-- AUSGEWÄHLTER TEXT --
= = = = = = =
11– Grüne Technologien in Maßen regulieren
Die Europäische Union fördert klimafreundliche Technologien mit dem EU Green Deal. Doch je komplizierter die Förderstrukturen, desto fraglicher der Erfolg.
Der Weltmarkt für grüne Technologien wird für 2020 auf 4,6 Billionen Euro taxiert – bis 2030 könnte er sich mehr als verdoppeln. Es geht dabei nicht nur um Geld, sondern auch um Arbeitsplätze, Unabhängigkeit und um die Stellung als Industriemacht. All das will die EU-Kommission mit dem 2019 ins Leben gerufenen EU Green Deal erreichen. Er soll Europa und seiner Bevölkerung Gesundheit und Wohlstand garantieren und den Planeten retten. Die Union wollte es perfekt machen, die bestmögliche Grundlage für die Transformation, aber auch für die Wettbewerbsfähigkeit schaffen. Sie war viele Jahre weltweiter Vordenker in Sachen Nachhaltigkeit und womöglich auch das Zugpferd für andere Kontinente. Diese Vorreiterrolle ist jetzt in Gefahr.
= = = = = = =
-- Datensätze aus einer Sammlung --
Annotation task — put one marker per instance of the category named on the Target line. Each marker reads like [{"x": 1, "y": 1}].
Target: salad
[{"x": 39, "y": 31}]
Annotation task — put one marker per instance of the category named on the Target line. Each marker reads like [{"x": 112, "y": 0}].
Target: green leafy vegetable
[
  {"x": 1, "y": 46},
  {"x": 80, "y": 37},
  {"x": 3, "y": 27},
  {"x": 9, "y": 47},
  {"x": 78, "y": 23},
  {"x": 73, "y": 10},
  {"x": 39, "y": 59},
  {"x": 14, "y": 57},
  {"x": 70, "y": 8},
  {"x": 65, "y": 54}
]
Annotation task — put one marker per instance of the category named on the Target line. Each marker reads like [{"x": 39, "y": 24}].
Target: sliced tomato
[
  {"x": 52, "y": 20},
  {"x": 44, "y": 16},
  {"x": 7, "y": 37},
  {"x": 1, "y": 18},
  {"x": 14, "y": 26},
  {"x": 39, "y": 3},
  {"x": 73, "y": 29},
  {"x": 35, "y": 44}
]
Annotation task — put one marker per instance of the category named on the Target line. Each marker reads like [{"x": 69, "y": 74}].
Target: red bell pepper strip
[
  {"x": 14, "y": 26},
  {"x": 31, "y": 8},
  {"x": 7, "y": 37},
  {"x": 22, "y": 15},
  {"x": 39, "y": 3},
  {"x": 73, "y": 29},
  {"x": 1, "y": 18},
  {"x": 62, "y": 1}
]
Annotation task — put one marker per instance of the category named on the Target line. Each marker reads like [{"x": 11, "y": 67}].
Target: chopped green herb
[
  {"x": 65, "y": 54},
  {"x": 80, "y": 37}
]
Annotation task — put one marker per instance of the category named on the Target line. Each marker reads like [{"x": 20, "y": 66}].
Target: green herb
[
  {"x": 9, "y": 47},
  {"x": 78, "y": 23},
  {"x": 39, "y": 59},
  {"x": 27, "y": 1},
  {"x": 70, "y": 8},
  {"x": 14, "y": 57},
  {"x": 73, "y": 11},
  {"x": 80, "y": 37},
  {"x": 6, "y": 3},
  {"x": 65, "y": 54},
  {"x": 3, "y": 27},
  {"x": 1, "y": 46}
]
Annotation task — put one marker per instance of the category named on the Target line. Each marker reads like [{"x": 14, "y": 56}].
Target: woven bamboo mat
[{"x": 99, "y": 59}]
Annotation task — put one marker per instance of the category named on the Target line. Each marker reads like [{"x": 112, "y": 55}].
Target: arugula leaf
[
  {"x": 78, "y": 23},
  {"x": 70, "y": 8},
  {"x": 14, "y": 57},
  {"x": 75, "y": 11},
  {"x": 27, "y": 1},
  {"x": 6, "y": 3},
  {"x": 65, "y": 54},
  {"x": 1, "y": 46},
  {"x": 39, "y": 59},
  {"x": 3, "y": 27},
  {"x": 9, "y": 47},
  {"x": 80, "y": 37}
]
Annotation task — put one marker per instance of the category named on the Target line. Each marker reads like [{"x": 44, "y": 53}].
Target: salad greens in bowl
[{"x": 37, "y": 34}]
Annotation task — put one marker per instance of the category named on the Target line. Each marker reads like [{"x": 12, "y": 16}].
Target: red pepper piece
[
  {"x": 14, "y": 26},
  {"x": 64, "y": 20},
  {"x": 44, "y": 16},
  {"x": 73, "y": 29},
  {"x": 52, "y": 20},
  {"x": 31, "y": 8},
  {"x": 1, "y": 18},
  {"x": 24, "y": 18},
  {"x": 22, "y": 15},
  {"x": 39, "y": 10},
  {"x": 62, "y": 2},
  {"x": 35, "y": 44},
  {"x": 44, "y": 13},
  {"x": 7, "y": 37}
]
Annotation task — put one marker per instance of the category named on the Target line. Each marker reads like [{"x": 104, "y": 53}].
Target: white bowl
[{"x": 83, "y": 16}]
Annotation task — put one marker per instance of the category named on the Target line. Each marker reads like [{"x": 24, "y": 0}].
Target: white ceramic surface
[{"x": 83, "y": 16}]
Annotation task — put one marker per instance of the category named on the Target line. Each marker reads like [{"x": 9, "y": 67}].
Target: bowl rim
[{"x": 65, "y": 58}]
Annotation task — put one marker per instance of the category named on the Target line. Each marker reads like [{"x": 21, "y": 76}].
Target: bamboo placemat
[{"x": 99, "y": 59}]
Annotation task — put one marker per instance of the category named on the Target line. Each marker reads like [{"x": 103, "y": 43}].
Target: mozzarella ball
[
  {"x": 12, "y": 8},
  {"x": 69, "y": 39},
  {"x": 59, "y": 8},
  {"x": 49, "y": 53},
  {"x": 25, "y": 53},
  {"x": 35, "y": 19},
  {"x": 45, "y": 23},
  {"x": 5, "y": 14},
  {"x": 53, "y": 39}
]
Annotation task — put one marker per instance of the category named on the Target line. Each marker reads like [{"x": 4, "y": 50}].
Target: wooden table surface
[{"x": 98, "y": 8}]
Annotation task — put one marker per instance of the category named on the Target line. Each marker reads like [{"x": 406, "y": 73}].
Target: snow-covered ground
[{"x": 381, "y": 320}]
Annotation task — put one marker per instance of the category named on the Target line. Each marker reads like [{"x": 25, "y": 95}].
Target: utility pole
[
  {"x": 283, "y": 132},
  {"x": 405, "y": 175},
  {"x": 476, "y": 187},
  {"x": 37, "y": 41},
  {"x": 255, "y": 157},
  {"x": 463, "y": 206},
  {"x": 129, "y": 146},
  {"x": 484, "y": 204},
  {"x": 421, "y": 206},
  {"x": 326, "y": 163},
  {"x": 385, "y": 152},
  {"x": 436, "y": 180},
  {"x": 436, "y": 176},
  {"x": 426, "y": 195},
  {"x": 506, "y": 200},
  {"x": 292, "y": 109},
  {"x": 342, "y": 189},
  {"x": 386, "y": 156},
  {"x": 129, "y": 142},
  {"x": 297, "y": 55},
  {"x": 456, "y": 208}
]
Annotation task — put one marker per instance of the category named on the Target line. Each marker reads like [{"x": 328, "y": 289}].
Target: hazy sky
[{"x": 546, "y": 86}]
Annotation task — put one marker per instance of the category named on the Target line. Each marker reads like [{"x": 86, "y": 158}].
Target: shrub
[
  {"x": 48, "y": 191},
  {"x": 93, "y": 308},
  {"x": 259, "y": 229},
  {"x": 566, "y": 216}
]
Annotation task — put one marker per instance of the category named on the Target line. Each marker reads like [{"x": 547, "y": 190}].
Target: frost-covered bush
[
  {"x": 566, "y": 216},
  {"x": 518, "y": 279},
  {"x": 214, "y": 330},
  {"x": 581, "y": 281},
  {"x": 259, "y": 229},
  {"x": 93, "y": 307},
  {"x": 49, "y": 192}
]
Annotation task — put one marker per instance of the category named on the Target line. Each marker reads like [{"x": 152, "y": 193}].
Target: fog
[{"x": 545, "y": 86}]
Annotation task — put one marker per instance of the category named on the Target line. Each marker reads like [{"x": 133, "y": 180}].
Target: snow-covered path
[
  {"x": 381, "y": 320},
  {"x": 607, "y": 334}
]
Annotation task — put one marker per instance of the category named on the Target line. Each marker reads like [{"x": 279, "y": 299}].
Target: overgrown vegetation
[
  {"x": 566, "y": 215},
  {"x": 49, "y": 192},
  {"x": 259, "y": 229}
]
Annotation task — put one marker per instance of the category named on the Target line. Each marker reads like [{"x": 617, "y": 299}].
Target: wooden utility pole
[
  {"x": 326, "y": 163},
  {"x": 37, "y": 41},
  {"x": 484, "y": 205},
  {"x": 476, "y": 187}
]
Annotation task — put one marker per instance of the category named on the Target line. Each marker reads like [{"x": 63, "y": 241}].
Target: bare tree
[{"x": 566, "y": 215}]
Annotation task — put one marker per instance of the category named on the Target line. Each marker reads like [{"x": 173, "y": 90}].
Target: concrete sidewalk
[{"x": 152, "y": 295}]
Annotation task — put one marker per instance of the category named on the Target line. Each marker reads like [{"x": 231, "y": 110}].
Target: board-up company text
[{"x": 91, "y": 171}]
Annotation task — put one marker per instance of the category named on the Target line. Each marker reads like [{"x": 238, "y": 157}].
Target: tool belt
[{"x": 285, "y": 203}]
= = = = = = =
-- AUFGABEN UND ÜBUNGEN --
[1] Formulieren Sie im Text über grüne Technologien alles von „Der Weltmarkt für“ bis hinunter zu „jetzt in Gefahr.“ neu und setzen Sie dabei „Europäische Kommission“ anstelle von „EU-Kommission“ ein.
[2] Erweitern Sie den Text über grüne Technologien, indem Sie ihn im Anschluss an seinen letzten Satz weiterschreiben.

-- LÖSUNGEN --
[1]
Der Weltmarkt für grüne Technologien wird für 2020 auf 4,6 Billionen Euro taxiert – bis 2030 könnte er sich mehr als verdoppeln. Es geht dabei nicht nur um Geld, sondern auch um Arbeitsplätze, Unabhängigkeit und um die Stellung als Industriemacht. All das will die Europäische Kommission mit dem 2019 ins Leben gerufenen EU Green Deal erreichen. Er soll Europa und seiner Bevölkerung Gesundheit und Wohlstand garantieren und den Planeten retten. Die Union wollte es perfekt machen, die bestmögliche Grundlage für die Transformation, aber auch für die Wettbewerbsfähigkeit schaffen. Sie war viele Jahre weltweiter Vordenker in Sachen Nachhaltigkeit und womöglich auch das Zugpferd für andere Kontinente. Diese Vorreiterrolle ist jetzt in Gefahr.

[2]
Ohne einen regulatorischen Rahmen funktioniert die Umsetzung eines solch großen Projektes nicht. Nimmt die Regulierung überhand, erstickt sie das Projekt jedoch im Keim. Die EU verabschiedete zahlreiche Verordnungen und Richtlinien in diesem Zusammenhang. Das bindet Ressourcen in Behörden und Unternehmen, die an anderer Stelle gebraucht würden. Der Fokus auf das eigentliche Thema, die Transformation, geht verloren.
Die EU war viele Jahre weltweiter Vordenker in Sachen Nachhaltigkeit und womöglich auch das Zugpferd für andere Kontinente. Diese Vorreiterrolle ist jetzt in Gefahr.
Handeln statt Reden: Die USA machen es vor
Europa muss den Sprung schaffen vom Regulierer und Wegbereiter zum Umsetzer. Handeln statt reden, planen und definieren. Während der Corona-Pandemie und zu Beginn des Ukraine-Kriegs haben wir in beeindruckender Weise gezeigt, wie schnell, leistungsfähig und unbürokratisch wir auf Krisen reagieren können. Genau diese Wendigkeit und Schnelligkeit braucht es beim grünen Deal. Es ist ein Rennen gegen die Zeit geworden.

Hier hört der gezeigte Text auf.